* [Requirement a]: Edit the review below by rewriting it from "Update: 2021-03-28 04:01" up to and including "for Devika Rani." with "biography" replaced by "life story".
§
A well-researched but uncritical portrait of Bollywood's first lady'

Desai's reading of DR's personality on the whole is accurate despite the scarcely concealed admiration of a gushing fan

Update: 2021-03-28 04:01 GMT
The author's reading of DR's personality on the whole is accurate despite the scarcely concealed admiration of a gushing fan but the uncritical appreciation of the films made at Bombay Talkies owned by Himanshu Rai. By arrangement

Kishwar Desai’s biography of Devika Rani, often called the First Lady of Indian cinema, is interestingly titled, The Longest Kiss. The reimagined illustration on the cover replicating a publicity still from her first film, Karma (1933), directed by J.L. Freer Hunt, with Himanshu Rai, her husband, and of her kissing him most freely sets the tone for the book. It is a thoroughly researched, conscientiously written biography. It is clear from the start that Desai is batting most vigorously for Devika Rani.
§
* [Requirement b]: From the entries that follow, copy every line containing the string "dark", matching case exactly.
§
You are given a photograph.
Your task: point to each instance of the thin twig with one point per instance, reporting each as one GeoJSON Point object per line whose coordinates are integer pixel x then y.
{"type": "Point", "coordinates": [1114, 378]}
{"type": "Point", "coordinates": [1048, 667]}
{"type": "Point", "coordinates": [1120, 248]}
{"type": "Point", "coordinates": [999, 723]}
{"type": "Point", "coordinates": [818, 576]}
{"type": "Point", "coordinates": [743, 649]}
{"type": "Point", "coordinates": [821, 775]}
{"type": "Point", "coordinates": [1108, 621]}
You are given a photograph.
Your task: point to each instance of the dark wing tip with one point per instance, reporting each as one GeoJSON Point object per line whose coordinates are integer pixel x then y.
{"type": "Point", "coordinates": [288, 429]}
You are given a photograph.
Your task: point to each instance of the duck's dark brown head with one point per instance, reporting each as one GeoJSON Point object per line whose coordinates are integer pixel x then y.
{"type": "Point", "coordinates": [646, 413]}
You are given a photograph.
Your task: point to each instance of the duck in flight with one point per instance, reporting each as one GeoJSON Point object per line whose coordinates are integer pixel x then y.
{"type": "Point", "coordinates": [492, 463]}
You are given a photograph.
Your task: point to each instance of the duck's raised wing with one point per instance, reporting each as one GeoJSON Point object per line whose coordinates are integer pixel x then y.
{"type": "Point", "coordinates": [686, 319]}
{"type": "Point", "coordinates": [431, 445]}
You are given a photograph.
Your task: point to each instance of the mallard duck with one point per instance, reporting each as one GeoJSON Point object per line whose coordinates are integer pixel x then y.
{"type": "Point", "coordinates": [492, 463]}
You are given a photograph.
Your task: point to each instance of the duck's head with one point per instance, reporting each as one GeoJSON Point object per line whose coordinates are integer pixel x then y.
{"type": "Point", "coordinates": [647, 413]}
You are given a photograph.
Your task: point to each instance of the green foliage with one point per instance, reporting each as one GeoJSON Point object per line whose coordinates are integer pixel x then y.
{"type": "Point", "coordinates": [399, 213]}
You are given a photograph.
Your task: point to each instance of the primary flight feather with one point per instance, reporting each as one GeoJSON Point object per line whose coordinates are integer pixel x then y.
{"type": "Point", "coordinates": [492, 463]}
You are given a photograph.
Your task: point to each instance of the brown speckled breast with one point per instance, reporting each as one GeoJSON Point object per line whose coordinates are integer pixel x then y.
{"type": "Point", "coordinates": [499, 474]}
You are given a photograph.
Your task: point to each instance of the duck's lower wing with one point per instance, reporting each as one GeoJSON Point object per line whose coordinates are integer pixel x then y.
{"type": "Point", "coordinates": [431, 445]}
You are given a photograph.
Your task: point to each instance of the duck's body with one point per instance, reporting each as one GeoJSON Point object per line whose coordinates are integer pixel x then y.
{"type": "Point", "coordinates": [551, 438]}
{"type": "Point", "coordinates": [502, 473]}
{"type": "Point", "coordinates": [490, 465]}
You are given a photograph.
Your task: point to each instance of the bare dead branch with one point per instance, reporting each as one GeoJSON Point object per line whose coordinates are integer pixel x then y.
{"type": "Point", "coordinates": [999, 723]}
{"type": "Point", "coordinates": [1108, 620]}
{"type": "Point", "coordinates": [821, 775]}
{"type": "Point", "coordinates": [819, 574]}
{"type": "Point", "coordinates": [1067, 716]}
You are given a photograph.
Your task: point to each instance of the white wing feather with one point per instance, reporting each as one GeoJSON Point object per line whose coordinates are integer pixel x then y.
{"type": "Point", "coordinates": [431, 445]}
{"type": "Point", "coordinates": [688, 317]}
§
* [Exercise answer a]:
Update: 2021-03-28 04:01 GMT
The author's reading of DR's personality on the whole is accurate despite the scarcely concealed admiration of a gushing fan but the uncritical appreciation of the films made at Bombay Talkies owned by Himanshu Rai. By arrangement

Kishwar Desai’s life story of Devika Rani, often called the First Lady of Indian cinema, is interestingly titled, The Longest Kiss. The reimagined illustration on the cover replicating a publicity still from her first film, Karma (1933), directed by J.L. Freer Hunt, with Himanshu Rai, her husband, and of her kissing him most freely sets the tone for the book. It is a thoroughly researched, conscientiously written life story. It is clear from the start that Desai is batting most vigorously for Devika Rani.

* [Exercise answer b]:
Your task: point to each instance of the dark wing tip with one point per instance, reporting each as one GeoJSON Point object per line whose coordinates are integer pixel x then y.
Your task: point to each instance of the duck's dark brown head with one point per instance, reporting each as one GeoJSON Point object per line whose coordinates are integer pixel x then y.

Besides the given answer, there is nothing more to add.